-- ИСХОДНЫЙ ТЕКСТ --
****
"СВЕТИЛАСЬ И ЖИЛА ПОЛНОЦЕННОЙ ЖИЗНЬЮ"
"Злыд-зень"Чтобы понять, куда я попал, понадобился целый вечер - да еще ночь переспать.
Утром встал и задышал:
- Ма-алыш! Дорогу-уша! - звуки старался издавать в нос, с придыханием, которым так славилась артистка Доронина.
С Дорониной они не знакомы, и проживают отнюдь не во МХАТе, но сходство есть, хоть и случайное.
Были в гостях. В квартирке о двух этажах, с кухонькой, балкончиком, шкафчиками, комодиками, тумбочками, этажерками, стульчикам, столиками, зеркальцами, статуэтками, цветочками, углами, уголками, уголочками.
Нас кормили, развлекали, повода особого не было - захотелось этой паре гостей - вот и позвали. Один психолог, временно безработный, другой в банке работает.
- Ма-алыш, - говорил один.
- Дорогу-уша! - говорил другой.
На придыхании, на полпути к шепоту, журчащей такой реченькой.
- За-айчик, - встроился я, обращаясь к моему мальчику, - Дза-айтчык, - а глаза делал покруглей, сам себе напоминая волоокую красавицу в кудрях и идиотизме.
Кушали морепродукты, пили белое винцо, журчали слаженно. Я подумал сначала про кукольный дом, но в образе этом мне не хватало живости. Кукольные дома мертвы, а живут в них пустотелые куклы. В них нет жизни, а потому сравнение неуместное.
Неправильно. Мимо.
В туалете места живого нет - цветики в кашпо, картины, финтифлюшки неясного назначения, все мелкое рассыпчатое и будто слегка припыленное.
- Ты застрянешь, - сказал я, когда мой мальчик собрался на второй этаж квартиры-мансарды - туда, где балкон. К нему ведет узкая винтовая лестница, и я был уверен, что в один из поворотов пузатый мой красавец не впишется.
Напрасно. Ему даже намыливаться не пришлось. Осмотрел спаленку, балкон и пышную его растительность.
- Боже-ж-мой-боже-ж-мой, - приговаривал он, а я подумал про оперетту, где высокими голосами вздыхают о чувствах.
- Ма-алыш.
- Дорогу-уша.
****
-- Данные из источника --
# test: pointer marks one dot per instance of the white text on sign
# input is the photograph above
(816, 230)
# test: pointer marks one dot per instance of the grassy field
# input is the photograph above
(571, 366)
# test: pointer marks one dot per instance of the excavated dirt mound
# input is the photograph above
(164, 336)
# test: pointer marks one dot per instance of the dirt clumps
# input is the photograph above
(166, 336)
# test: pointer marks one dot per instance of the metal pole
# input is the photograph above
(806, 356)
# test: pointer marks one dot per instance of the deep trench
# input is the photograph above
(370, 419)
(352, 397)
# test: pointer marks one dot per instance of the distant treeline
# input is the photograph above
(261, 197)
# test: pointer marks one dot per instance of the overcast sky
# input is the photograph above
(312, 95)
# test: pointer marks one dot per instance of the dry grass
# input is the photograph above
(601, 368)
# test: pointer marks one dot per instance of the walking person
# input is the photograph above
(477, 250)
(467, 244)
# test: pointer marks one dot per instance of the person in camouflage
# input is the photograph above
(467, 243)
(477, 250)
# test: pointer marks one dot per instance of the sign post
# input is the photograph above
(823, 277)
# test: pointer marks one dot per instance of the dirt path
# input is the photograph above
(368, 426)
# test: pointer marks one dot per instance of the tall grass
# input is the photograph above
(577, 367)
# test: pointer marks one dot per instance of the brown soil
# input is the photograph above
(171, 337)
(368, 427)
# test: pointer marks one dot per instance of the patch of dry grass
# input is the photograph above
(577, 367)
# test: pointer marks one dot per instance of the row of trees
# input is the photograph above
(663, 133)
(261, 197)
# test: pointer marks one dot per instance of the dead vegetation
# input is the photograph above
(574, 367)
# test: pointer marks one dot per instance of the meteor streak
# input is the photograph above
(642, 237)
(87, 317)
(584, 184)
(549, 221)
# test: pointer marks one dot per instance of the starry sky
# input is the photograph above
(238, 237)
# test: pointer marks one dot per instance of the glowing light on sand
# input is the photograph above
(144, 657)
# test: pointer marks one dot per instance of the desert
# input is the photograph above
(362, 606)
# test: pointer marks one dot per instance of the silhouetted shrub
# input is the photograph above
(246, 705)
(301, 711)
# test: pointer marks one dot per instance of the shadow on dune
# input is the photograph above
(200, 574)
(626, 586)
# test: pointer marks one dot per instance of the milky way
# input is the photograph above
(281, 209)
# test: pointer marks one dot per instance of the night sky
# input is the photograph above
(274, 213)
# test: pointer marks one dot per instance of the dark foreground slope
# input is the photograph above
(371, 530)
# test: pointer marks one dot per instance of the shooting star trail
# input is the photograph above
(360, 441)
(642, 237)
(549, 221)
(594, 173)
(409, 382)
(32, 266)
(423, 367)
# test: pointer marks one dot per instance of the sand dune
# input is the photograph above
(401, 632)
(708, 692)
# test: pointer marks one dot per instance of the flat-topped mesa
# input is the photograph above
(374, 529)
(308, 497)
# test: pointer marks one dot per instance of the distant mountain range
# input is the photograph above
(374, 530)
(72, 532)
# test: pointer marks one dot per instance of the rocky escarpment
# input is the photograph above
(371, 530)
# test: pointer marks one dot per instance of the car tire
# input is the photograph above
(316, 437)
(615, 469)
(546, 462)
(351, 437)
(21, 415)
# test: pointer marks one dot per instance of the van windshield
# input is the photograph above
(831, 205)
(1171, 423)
****
-- ЗАДАЧИ И ЗАДАНИЯ --
**A.** Ответьте по рассказу о визите в гости:
(i) Где работает один из хозяев квартиры?
(ii) Что ели и пили за столом?
(iii) Что ведет на второй этаж, к балкону?
**B.** Перечислите всё, что, согласно рассказу о визите в гости, находится в туалете.
**C.** Выпишите из рассказа о визите в гости весь фрагмент, начиная со слов «Были в гостях.» и вплоть до слов «потому сравнение неуместное.».

-- СПИСОК ОТВЕТОВ --
**A.**
(i) В банке.
(ii) Морепродукты и белое винцо.
(iii) Узкая винтовая лестница.

**B.** Цветики в кашпо; картины; финтифлюшки неясного назначения.

**C.**
Были в гостях. В квартирке о двух этажах, с кухонькой, балкончиком, шкафчиками, комодиками, тумбочками, этажерками, стульчикам, столиками, зеркальцами, статуэтками, цветочками, углами, уголками, уголочками.
Нас кормили, развлекали, повода особого не было - захотелось этой паре гостей - вот и позвали. Один психолог, временно безработный, другой в банке работает.
- Ма-алыш, - говорил один.
- Дорогу-уша! - говорил другой.
На придыхании, на полпути к шепоту, журчащей такой реченькой.
- За-айчик, - встроился я, обращаясь к моему мальчику, - Дза-айтчык, - а глаза делал покруглей, сам себе напоминая волоокую красавицу в кудрях и идиотизме.
Кушали морепродукты, пили белое винцо, журчали слаженно. Я подумал сначала про кукольный дом, но в образе этом мне не хватало живости. Кукольные дома мертвы, а живут в них пустотелые куклы. В них нет жизни, а потому сравнение неуместное.